[ACTIVITY]:
Take from the listing each line that has the string "carved".

[STORED DATA]:
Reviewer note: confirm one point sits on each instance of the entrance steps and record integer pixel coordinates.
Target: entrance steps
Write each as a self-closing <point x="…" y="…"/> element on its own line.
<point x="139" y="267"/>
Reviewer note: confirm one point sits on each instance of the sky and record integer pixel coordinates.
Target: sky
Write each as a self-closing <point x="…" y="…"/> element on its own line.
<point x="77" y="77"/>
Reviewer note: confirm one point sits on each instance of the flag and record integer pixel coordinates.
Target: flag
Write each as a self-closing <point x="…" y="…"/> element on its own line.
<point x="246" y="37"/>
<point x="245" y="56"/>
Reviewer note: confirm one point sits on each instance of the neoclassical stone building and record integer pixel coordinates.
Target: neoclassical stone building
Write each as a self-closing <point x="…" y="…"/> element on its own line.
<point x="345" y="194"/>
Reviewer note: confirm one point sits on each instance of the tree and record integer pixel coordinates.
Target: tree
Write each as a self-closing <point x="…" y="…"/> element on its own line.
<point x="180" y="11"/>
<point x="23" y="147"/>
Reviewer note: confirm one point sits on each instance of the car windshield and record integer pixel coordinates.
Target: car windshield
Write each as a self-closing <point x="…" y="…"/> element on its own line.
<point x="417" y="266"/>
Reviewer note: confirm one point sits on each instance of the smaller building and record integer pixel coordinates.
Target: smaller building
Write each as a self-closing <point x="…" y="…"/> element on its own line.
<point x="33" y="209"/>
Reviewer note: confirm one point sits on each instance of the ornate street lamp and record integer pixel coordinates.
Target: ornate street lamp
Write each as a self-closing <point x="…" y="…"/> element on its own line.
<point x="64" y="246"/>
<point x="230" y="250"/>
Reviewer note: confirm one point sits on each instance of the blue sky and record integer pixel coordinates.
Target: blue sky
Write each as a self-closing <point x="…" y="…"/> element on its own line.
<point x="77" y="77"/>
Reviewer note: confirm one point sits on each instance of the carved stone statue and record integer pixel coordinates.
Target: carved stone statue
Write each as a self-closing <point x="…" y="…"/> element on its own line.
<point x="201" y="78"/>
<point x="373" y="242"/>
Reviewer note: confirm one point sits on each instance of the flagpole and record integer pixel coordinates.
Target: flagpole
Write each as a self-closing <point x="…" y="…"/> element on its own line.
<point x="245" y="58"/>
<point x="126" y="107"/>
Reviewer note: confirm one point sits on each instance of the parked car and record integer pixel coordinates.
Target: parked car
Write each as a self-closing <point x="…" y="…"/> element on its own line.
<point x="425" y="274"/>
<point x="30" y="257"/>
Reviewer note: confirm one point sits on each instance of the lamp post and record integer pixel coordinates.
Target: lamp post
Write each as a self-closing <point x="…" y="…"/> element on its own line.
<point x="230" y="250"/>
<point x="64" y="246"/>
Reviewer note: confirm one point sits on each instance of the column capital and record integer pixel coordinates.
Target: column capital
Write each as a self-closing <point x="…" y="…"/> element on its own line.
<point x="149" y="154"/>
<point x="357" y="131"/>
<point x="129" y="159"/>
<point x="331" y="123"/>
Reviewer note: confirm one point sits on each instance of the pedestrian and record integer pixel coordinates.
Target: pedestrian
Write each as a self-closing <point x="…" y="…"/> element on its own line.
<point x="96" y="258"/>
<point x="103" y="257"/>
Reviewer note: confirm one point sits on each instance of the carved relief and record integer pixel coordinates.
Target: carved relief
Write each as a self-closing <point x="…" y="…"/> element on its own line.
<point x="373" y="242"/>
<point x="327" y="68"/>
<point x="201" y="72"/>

==

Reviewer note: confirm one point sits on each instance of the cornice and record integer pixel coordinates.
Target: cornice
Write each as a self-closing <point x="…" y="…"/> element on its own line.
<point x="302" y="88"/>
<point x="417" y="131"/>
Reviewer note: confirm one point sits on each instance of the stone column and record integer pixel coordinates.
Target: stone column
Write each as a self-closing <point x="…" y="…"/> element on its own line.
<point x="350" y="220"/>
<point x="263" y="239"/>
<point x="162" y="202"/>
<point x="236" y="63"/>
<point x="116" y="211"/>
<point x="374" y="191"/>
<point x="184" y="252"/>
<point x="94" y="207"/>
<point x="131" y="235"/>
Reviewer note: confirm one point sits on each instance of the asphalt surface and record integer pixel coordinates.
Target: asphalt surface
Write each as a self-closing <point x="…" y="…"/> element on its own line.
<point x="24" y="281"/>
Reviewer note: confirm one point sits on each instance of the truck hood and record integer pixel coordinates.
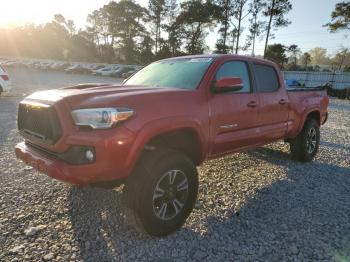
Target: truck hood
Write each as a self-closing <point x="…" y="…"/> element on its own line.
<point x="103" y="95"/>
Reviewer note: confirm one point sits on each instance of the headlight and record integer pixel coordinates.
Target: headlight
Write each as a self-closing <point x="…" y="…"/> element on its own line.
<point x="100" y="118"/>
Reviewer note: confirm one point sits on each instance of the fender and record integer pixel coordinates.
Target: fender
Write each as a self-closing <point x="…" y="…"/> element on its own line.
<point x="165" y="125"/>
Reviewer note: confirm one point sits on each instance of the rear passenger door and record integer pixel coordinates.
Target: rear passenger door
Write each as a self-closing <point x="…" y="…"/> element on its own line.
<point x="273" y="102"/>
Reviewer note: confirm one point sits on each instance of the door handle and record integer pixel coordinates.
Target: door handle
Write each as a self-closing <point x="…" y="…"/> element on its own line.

[ANSWER FOR THIS EXERCISE]:
Reviewer note: confirm one point sits on each instance of the carved stone statue and record integer pixel coordinates.
Target: carved stone statue
Reviewer note: confirm one point sits on each instance of the carved relief and record integer pixel coordinates.
Target: carved relief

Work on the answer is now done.